00211_企業法務ケーススタディ(No.0166):M&A後も事業名称を継続使用するリスク

相談者プロフィール: シティー・フィールド株式会社 代表取締役 市原 良純(いちはら よしずみ、51歳)

相談内容: 
先生、僕、近々名門ゴルフクラブのオーナーになるんですよ。
というのも、知り合いを通じて、昭島観光株式会社を紹介されましてね。
昭島観光株式会社といえば、一時期は、世の経営者がこぞって入会していた、かの有名なゴルフクラブ
「昭島カントリー倶楽部」
を運営している会社です。
でも、近頃は、経営不振が続いているようで、会社を分割して新会社を作って、ゴルフ場事業だけそこに承継させるために、僕に
「オーナーになってくれないか」
って、声がかかった、ていうことですよ。
まぁ、
「今どきゴルフ場なんて流行らないでしょ」
っていう声もありますけど、最近またゴルフも人気になってきたし、ここは僕の経営手腕の見せどころですから!!
僕、趣味で気象予報士の資格を持っていますけど、どんな天候でも、快適にゴルフを楽しめるような設備にする予定です。
ちなみに、
「昭島カントリー倶楽部」
っていう名前は、相当なネームバリューがありますから、引き続き使用します。
元の会社は負債だらけらしいですけど、これまでのゴルフクラブ会員に対する預託金については、ウチは返還する義務を負わない取り決めになってますから、まぁ、何とか建て直してみせますよー。

本相談を検討する際の考慮すべき法律上の問題点1:事業譲渡の落とし穴
ある会社の事業を譲渡するのに、事業とともに
「商号」
も譲渡する場合、
「事業を譲り受ける側」
には、原則として
「事業を譲渡する側」
の事業によって生じた債務を負担する義務が生じます(会社法22条)。
これは、会社の合併等の場合と異なり、事業譲渡においては元の債権者の債権を確保する手続がないため、
「債務者側の一方的都合で、ある日突然、事業オーナーが変更されて債権を取りっぱぐれる」
という事態から保護すべき必要があるからです。
例えば、飲食店事業を営むA株式会社から、飲食店事業とともに
「A株式会社」
という商号をも譲り受けた場合、債権者から見れば
「『A株式会社』が飲食店事業に関する債務を負担している」
という外観は何も変わっていないので、この外観を信じて回収行動に出ることなくおとなしくしていた債権者の信頼を保護しよう、ということです。
なお、
「どうしても元の会社の債務について責任を負いたくない」
という場合には、きちんとした方法が用意されています。
事業譲受け後、直ちに、本店所在地で
「『事業を譲渡する側』の債務については責任を負いません」

[名前付き対象を指し示す項目]
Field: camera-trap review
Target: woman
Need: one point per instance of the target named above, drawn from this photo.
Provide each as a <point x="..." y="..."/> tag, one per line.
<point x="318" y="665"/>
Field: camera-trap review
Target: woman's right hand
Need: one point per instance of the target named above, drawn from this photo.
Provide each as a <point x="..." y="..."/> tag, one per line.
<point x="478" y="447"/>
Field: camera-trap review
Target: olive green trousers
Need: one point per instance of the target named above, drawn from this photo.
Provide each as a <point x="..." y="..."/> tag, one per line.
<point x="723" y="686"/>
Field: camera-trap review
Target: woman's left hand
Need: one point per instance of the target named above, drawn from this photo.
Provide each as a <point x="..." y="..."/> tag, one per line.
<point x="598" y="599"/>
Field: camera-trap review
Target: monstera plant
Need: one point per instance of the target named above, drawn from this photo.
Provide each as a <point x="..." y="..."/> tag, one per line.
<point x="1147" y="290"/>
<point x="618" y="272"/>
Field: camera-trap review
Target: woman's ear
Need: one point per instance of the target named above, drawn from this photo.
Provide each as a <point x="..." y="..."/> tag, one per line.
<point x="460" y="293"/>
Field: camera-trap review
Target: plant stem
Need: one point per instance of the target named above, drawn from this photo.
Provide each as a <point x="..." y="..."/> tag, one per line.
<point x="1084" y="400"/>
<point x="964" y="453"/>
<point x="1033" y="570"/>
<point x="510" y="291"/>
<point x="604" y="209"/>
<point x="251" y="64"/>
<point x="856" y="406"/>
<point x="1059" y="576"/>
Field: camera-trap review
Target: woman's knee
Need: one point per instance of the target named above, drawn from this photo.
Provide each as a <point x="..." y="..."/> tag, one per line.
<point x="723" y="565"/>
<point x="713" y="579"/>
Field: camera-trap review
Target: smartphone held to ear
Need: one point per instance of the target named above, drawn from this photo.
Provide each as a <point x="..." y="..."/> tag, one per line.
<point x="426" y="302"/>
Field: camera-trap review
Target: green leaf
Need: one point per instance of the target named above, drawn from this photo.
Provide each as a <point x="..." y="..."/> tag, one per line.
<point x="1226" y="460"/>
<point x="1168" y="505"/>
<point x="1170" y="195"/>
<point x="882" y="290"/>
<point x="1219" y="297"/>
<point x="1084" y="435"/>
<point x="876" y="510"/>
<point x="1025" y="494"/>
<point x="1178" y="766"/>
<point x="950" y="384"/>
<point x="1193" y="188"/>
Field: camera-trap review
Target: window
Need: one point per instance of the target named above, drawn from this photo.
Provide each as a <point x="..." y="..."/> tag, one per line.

短い練習:
読解文によると、事業と一緒に商号も譲渡する場合、事業を譲り受ける側には原則としてどんな義務が生じるか。

回答:
事業を譲渡する側の事業によって生じた債務を負担する義務が生じる(会社法22条)。